## Trecho para leitura

#15 Artista em tempo livre
Vejam só, aprendi que tenho autoridade sobre meu próprio tempo
Esses dias eu tive a conversa mais fofa do mundo com a
na DM do instagram. Ela veio me falar que ama a identidade visual da Na Telha, e minha arte em geral, e queria saber se eu trabalho com isso. Eu disse para ela que acho a estética dela incrível também, é uma das minha inspirações por aqui, e que não, eu não trabalho com isso.Por mais que as pessoas ao meu redor tentem e tentem e tentem me convencer a monetizar algo que eles sentem que eu sou verdadeiramente boa em: não, eu não trabalho com isso.

## Registros fornecidos
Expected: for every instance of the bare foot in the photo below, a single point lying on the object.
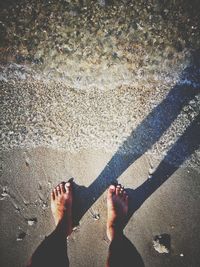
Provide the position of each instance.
(117, 203)
(61, 206)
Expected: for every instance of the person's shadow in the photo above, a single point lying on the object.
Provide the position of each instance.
(155, 124)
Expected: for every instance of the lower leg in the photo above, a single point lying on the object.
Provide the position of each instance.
(122, 252)
(53, 250)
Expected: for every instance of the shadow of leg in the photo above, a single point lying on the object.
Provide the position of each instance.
(122, 253)
(52, 251)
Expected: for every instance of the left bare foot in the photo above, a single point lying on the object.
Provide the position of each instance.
(61, 206)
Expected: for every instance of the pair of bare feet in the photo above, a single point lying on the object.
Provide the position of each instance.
(117, 205)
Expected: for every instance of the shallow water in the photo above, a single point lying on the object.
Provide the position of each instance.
(79, 74)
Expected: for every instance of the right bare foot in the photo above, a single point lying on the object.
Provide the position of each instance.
(117, 203)
(61, 206)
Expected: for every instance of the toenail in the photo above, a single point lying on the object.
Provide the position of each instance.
(112, 187)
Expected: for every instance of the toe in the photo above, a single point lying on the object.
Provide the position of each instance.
(68, 187)
(55, 192)
(58, 189)
(124, 195)
(117, 190)
(111, 190)
(62, 187)
(52, 195)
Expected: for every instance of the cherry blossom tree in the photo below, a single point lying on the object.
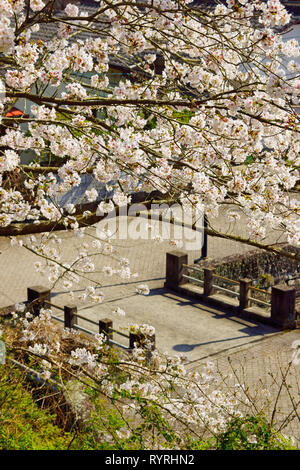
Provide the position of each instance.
(205, 118)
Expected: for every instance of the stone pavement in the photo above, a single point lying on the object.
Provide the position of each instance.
(183, 325)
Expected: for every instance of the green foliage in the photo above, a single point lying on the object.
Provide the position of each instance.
(251, 433)
(23, 426)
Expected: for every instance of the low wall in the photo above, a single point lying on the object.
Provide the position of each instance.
(265, 268)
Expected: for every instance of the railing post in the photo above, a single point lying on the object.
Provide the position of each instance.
(70, 312)
(174, 269)
(283, 301)
(105, 327)
(37, 295)
(140, 340)
(244, 292)
(208, 281)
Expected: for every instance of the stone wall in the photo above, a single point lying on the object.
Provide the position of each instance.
(265, 268)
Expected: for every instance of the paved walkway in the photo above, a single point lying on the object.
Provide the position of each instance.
(183, 325)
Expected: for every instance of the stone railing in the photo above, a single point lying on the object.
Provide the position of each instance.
(277, 308)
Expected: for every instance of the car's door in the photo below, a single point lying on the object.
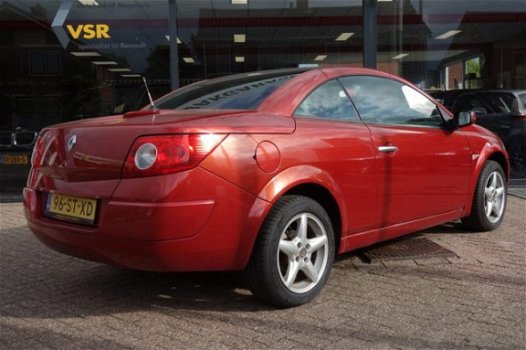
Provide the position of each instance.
(339, 143)
(423, 169)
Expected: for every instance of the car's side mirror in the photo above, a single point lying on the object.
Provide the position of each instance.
(465, 118)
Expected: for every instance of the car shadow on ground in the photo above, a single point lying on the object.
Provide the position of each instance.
(50, 283)
(41, 277)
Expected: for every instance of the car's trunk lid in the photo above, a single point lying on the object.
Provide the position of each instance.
(95, 149)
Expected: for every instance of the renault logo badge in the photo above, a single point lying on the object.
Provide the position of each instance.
(72, 142)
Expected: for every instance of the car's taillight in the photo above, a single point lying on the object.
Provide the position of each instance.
(165, 154)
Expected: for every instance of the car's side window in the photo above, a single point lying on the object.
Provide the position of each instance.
(469, 103)
(328, 101)
(386, 101)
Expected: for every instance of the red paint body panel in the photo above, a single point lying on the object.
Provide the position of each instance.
(208, 217)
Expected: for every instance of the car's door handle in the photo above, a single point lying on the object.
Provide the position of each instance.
(388, 149)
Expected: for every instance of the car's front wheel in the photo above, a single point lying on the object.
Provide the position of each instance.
(489, 201)
(293, 256)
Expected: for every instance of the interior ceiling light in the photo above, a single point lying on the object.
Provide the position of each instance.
(400, 56)
(168, 38)
(85, 53)
(119, 70)
(104, 63)
(240, 38)
(89, 2)
(344, 36)
(448, 35)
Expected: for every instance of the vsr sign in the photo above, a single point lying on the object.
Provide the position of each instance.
(89, 31)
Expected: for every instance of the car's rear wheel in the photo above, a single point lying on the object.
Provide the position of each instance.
(489, 201)
(293, 256)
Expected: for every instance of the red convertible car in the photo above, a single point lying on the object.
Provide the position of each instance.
(272, 173)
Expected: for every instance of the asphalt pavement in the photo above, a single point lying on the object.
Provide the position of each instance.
(472, 300)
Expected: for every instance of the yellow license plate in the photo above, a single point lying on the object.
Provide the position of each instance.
(14, 159)
(69, 208)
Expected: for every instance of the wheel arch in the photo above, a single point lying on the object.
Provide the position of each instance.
(487, 154)
(324, 197)
(303, 180)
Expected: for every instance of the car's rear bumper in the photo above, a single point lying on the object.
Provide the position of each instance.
(185, 235)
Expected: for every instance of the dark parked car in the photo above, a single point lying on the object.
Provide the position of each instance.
(501, 111)
(15, 156)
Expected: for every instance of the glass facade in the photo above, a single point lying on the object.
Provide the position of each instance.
(65, 60)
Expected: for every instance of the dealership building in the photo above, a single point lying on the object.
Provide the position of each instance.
(65, 60)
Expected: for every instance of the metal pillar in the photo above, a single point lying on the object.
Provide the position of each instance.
(172, 31)
(370, 33)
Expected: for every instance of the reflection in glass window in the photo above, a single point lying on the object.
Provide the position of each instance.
(328, 101)
(239, 93)
(386, 101)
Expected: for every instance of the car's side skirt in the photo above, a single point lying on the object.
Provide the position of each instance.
(370, 237)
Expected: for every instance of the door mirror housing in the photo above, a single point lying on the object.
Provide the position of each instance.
(465, 118)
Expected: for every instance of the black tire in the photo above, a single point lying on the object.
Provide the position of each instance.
(489, 200)
(279, 270)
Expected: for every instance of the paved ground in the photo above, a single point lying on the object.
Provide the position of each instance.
(477, 300)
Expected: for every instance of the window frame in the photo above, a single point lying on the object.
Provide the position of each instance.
(357, 120)
(443, 125)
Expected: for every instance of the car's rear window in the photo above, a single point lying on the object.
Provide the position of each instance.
(498, 101)
(247, 93)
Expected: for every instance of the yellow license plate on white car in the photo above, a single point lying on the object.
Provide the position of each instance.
(70, 208)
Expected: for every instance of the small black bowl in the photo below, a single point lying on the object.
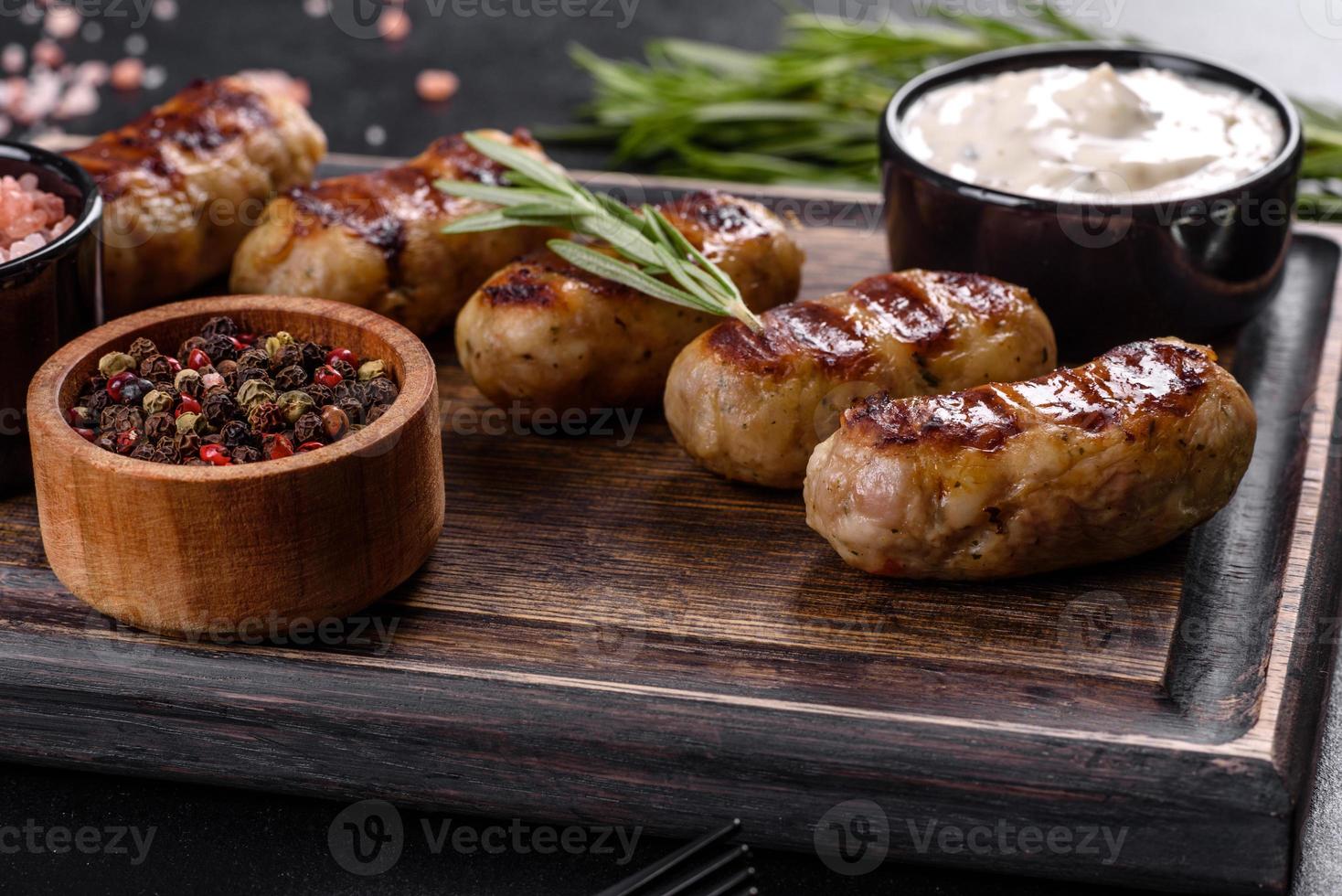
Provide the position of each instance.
(1106, 274)
(46, 296)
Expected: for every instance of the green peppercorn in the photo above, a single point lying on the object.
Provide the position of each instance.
(254, 392)
(186, 422)
(114, 362)
(157, 401)
(277, 342)
(370, 370)
(294, 405)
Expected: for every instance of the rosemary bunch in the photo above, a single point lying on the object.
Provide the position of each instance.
(651, 255)
(807, 112)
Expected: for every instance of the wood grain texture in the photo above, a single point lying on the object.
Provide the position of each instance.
(607, 632)
(274, 543)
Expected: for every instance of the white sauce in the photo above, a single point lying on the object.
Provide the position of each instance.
(1072, 133)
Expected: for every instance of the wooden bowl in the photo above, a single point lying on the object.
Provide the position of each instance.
(275, 543)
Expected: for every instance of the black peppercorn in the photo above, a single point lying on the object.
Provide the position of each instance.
(321, 395)
(309, 428)
(292, 377)
(186, 347)
(380, 392)
(141, 349)
(219, 347)
(286, 357)
(219, 326)
(219, 408)
(157, 425)
(235, 433)
(247, 455)
(252, 358)
(314, 356)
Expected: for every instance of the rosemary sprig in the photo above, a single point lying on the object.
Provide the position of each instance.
(650, 255)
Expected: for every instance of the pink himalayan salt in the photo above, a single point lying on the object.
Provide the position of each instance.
(436, 85)
(28, 216)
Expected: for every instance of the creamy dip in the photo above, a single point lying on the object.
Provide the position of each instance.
(1072, 133)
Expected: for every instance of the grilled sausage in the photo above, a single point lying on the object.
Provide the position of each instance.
(545, 335)
(375, 239)
(1081, 465)
(183, 184)
(753, 405)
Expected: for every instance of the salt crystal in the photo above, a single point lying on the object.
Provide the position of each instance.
(62, 22)
(436, 85)
(12, 58)
(128, 74)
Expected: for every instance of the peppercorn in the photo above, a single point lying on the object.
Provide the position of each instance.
(160, 425)
(370, 370)
(344, 368)
(188, 384)
(326, 376)
(235, 433)
(254, 392)
(341, 355)
(186, 347)
(335, 422)
(294, 405)
(217, 455)
(158, 368)
(114, 362)
(277, 445)
(247, 455)
(219, 408)
(292, 377)
(219, 326)
(121, 419)
(264, 417)
(380, 392)
(252, 358)
(141, 349)
(157, 401)
(321, 395)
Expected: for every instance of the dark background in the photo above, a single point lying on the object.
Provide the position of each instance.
(514, 72)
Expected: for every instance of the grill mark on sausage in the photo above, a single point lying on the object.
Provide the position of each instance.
(1166, 377)
(378, 206)
(902, 306)
(198, 121)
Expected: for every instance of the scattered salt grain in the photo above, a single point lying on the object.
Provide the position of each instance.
(393, 25)
(48, 52)
(14, 58)
(28, 218)
(436, 85)
(154, 77)
(128, 74)
(62, 22)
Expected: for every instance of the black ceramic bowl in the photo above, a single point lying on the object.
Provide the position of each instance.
(46, 296)
(1106, 274)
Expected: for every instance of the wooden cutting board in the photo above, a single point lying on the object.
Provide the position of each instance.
(608, 634)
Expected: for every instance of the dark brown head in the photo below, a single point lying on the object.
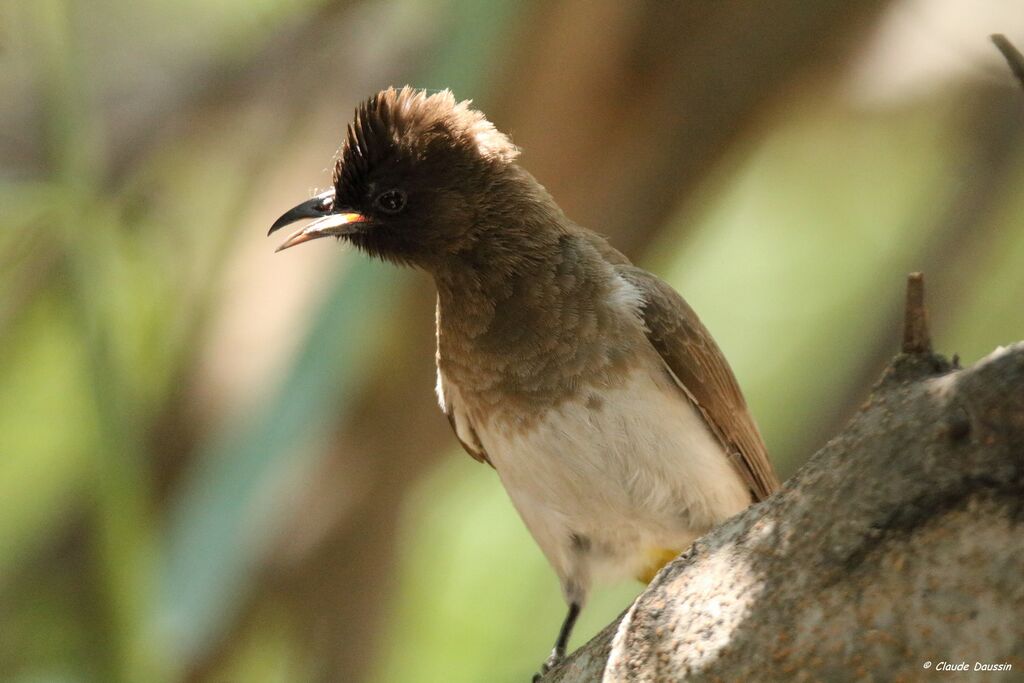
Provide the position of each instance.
(411, 180)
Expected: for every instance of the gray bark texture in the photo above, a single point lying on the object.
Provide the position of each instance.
(898, 544)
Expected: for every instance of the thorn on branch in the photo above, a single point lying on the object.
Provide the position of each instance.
(916, 338)
(1013, 56)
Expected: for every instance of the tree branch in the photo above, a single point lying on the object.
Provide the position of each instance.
(916, 560)
(1013, 56)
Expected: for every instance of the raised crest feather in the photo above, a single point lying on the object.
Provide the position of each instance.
(407, 122)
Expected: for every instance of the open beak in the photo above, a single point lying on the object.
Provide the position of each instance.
(328, 223)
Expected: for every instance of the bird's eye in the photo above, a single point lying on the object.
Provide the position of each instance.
(391, 201)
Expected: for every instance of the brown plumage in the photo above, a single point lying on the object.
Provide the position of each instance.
(604, 406)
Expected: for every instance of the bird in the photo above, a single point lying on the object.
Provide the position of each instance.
(608, 412)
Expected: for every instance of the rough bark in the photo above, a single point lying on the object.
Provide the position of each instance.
(898, 544)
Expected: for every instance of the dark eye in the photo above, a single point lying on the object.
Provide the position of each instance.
(390, 201)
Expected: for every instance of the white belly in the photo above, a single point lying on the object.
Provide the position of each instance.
(633, 471)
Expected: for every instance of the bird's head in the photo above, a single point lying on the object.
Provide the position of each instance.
(410, 178)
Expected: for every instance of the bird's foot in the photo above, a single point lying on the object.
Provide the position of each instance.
(548, 665)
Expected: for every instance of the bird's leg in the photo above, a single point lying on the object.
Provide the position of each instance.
(558, 652)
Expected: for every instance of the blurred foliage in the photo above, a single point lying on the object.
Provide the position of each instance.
(145, 509)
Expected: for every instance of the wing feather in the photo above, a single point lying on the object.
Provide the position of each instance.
(701, 371)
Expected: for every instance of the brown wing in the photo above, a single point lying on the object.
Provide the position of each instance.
(696, 361)
(475, 451)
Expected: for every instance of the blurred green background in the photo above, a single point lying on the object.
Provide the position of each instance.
(220, 464)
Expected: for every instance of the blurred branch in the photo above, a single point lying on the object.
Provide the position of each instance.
(916, 338)
(991, 135)
(1013, 56)
(922, 488)
(622, 113)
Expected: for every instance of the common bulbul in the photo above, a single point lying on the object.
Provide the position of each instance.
(590, 386)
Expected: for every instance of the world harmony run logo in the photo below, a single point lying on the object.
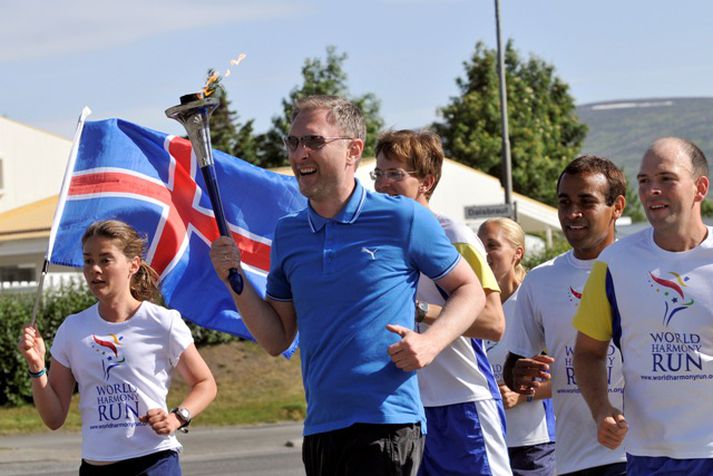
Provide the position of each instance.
(574, 296)
(673, 293)
(110, 349)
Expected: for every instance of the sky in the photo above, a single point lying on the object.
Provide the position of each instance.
(134, 59)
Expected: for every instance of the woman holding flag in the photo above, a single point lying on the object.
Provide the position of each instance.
(120, 352)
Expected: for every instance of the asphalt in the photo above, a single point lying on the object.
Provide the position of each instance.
(258, 450)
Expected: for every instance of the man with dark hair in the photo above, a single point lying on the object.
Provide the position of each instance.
(591, 197)
(458, 389)
(650, 294)
(344, 272)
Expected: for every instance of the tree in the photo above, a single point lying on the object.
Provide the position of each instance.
(634, 209)
(319, 77)
(545, 133)
(227, 134)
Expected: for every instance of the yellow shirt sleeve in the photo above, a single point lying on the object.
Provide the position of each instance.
(594, 314)
(479, 265)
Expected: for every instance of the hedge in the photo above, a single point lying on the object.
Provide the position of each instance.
(16, 310)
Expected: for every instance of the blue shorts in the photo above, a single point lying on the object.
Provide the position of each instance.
(662, 465)
(466, 438)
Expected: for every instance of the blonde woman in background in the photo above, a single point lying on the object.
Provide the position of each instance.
(530, 419)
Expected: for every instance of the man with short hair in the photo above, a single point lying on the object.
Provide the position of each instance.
(459, 392)
(344, 273)
(591, 197)
(651, 294)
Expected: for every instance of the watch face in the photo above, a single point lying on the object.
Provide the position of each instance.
(184, 414)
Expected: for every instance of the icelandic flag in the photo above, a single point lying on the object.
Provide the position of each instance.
(152, 181)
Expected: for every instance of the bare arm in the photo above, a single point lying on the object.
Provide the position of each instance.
(466, 300)
(272, 323)
(202, 391)
(52, 392)
(490, 324)
(590, 371)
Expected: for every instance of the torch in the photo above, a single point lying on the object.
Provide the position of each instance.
(194, 114)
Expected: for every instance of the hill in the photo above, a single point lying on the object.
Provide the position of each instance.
(622, 130)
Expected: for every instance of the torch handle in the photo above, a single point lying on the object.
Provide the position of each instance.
(211, 182)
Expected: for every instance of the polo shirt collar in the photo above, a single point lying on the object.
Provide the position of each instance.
(348, 214)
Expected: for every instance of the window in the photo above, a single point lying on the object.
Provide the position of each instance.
(14, 273)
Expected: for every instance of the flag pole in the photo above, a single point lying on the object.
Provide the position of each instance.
(60, 207)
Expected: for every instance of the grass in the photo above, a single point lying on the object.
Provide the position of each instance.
(252, 388)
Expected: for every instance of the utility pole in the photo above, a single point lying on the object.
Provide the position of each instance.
(507, 164)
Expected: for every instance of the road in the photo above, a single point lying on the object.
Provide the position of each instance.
(264, 450)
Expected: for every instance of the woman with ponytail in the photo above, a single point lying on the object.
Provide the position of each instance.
(120, 352)
(530, 419)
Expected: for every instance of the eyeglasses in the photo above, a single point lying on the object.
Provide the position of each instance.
(395, 175)
(311, 141)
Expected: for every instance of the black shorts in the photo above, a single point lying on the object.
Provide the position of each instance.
(364, 450)
(162, 463)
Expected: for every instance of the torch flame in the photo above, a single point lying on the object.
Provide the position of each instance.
(213, 80)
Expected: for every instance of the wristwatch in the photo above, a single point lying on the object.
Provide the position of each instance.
(421, 310)
(184, 416)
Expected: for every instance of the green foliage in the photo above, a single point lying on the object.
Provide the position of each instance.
(319, 77)
(14, 382)
(16, 310)
(634, 209)
(707, 208)
(228, 134)
(545, 133)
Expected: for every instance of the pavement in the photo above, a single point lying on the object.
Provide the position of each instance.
(259, 450)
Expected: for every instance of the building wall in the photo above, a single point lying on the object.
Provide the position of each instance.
(32, 164)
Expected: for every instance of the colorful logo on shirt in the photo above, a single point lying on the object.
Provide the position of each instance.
(574, 295)
(110, 348)
(673, 292)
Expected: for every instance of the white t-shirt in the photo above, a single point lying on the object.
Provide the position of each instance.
(461, 372)
(528, 423)
(547, 300)
(658, 305)
(123, 370)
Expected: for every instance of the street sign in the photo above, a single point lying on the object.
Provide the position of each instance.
(476, 212)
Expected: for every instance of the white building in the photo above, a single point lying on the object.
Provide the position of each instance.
(32, 164)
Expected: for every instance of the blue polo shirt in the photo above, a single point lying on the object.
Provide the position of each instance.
(348, 277)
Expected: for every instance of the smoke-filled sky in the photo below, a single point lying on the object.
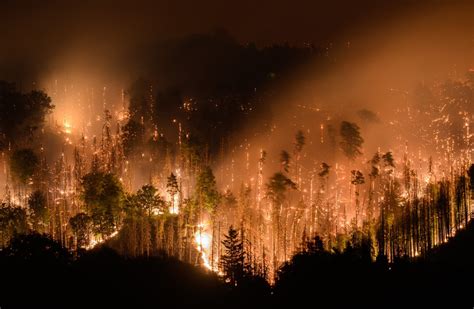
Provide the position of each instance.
(44, 35)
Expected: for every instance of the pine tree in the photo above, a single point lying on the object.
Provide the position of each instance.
(232, 261)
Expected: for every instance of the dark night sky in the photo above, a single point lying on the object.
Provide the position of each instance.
(26, 23)
(35, 31)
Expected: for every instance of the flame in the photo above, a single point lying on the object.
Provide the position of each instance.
(67, 127)
(203, 241)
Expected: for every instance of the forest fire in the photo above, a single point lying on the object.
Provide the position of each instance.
(271, 168)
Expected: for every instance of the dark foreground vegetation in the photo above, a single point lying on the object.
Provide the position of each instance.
(36, 272)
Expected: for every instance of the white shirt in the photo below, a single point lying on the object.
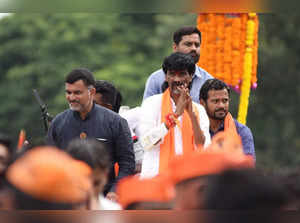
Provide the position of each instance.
(149, 122)
(132, 117)
(106, 204)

## Requisitos do exercício
1. Diga se cada afirmação concorda com o texto sobre arte no tempo livre, respondendo sim ou não e citando as palavras do texto que decidem: (a) quem escreve trabalha profissionalmente com arte; (b) a conversa aconteceu pela DM do Instagram; (c) quem escreve considera a estética da outra pessoa uma de suas inspirações.
2. Escreva a continuação do texto sobre arte no tempo livre, começando logo depois da última frase.

## Lista de respostas
1.
(a) Não: "não, eu não trabalho com isso."
(b) Sim: "na DM do instagram"
(c) Sim: "é uma das minha inspirações por aqui"

2.
Acontece que alguns anos atrás eu estava tão entediada com o instagram, que uma ideia me surgiu: eu decidi publicar minhas fotos pessoais como colagens artísticas. Assim sem muita intenção, simplesmente porque me parecia uma ideia infinitamente mais divertida do que colocar mais do mesmo naquele feed. Eu me sentia tão sem inspiração com a vida, eu queria me divertir com as coisas de novo, então quando pensei em algo que me soou divertido, eu nem pensei duas vezes. Não importava se os outros iam aprovar, ou se eu sabia o que estava fazendo. Eu comecei e não parei mais.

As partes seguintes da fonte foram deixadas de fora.